EXERCISE MATERIALS:

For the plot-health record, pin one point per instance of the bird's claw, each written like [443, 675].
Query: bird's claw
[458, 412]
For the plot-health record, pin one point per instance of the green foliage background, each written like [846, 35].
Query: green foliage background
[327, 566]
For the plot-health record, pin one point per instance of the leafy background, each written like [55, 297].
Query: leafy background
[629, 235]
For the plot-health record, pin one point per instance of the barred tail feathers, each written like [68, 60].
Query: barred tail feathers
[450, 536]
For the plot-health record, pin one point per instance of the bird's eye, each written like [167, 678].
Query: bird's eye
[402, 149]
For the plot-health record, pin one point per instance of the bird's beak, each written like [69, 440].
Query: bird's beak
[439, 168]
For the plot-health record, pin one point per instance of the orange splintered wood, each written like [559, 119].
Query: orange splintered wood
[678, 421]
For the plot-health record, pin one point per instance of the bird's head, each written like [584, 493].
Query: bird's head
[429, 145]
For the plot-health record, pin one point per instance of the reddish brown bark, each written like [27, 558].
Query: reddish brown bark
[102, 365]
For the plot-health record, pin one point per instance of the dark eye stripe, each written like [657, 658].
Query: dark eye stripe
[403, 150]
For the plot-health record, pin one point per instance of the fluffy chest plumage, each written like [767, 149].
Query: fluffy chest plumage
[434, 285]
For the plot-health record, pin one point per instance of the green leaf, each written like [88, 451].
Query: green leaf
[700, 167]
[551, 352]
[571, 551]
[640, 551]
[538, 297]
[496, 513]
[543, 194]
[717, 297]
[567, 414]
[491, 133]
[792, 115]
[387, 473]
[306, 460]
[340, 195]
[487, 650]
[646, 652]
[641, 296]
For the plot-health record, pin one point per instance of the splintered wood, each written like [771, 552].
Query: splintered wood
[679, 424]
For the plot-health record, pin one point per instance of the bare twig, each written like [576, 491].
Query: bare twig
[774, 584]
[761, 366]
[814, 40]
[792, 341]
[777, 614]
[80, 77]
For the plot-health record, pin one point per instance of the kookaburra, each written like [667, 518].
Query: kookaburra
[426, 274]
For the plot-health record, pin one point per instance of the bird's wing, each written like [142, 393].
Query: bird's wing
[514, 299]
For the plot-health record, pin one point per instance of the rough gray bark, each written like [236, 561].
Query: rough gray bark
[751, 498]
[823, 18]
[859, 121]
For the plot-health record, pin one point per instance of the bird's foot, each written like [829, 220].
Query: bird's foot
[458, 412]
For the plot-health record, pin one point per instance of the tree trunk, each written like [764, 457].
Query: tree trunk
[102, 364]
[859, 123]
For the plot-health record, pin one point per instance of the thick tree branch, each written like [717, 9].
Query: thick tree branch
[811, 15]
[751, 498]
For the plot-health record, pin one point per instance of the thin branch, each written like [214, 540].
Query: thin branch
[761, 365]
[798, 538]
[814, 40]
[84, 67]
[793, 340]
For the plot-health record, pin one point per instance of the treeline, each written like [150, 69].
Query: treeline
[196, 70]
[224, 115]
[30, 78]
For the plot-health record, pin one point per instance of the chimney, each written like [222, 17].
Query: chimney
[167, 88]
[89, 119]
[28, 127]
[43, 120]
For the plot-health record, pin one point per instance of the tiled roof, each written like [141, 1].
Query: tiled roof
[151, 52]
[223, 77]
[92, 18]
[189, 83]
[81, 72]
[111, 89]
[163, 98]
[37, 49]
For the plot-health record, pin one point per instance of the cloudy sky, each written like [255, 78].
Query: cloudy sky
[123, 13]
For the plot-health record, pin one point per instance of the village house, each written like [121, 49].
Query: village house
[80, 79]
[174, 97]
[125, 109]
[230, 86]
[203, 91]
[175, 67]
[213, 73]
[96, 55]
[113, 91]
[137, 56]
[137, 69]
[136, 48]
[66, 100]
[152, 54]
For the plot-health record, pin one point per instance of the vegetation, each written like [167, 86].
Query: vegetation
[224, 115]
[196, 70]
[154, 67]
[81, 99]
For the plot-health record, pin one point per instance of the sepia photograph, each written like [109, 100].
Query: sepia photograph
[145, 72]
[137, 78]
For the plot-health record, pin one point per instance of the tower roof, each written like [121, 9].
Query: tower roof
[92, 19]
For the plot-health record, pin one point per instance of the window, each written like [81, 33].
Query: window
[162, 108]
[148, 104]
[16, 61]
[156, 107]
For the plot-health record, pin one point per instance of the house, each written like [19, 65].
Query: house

GIVEN PROBLEM:
Can you repeat, word for word, every line of the items from the one containing "like [167, 86]." through the final line of the items, including both of those lines?

OUTPUT OF THE EXERCISE:
For the plot-health record, pin one point per instance of the vegetation, each written like [167, 86].
Query: vegetation
[224, 115]
[196, 70]
[154, 67]
[81, 99]
For the plot-health record, pin one point per instance of the sepia photograph, each written like [109, 100].
Query: sepia photograph
[145, 72]
[137, 78]
For the plot-health record, pin one point per instance of the tower roof, each written like [121, 9].
Query: tower roof
[92, 19]
For the plot-health record, pin one point per instance of the window, each written like [81, 33].
Query: window
[162, 108]
[148, 104]
[16, 61]
[156, 107]
For the plot-health record, pin one point per instance of the house, each written like [19, 65].
Query: house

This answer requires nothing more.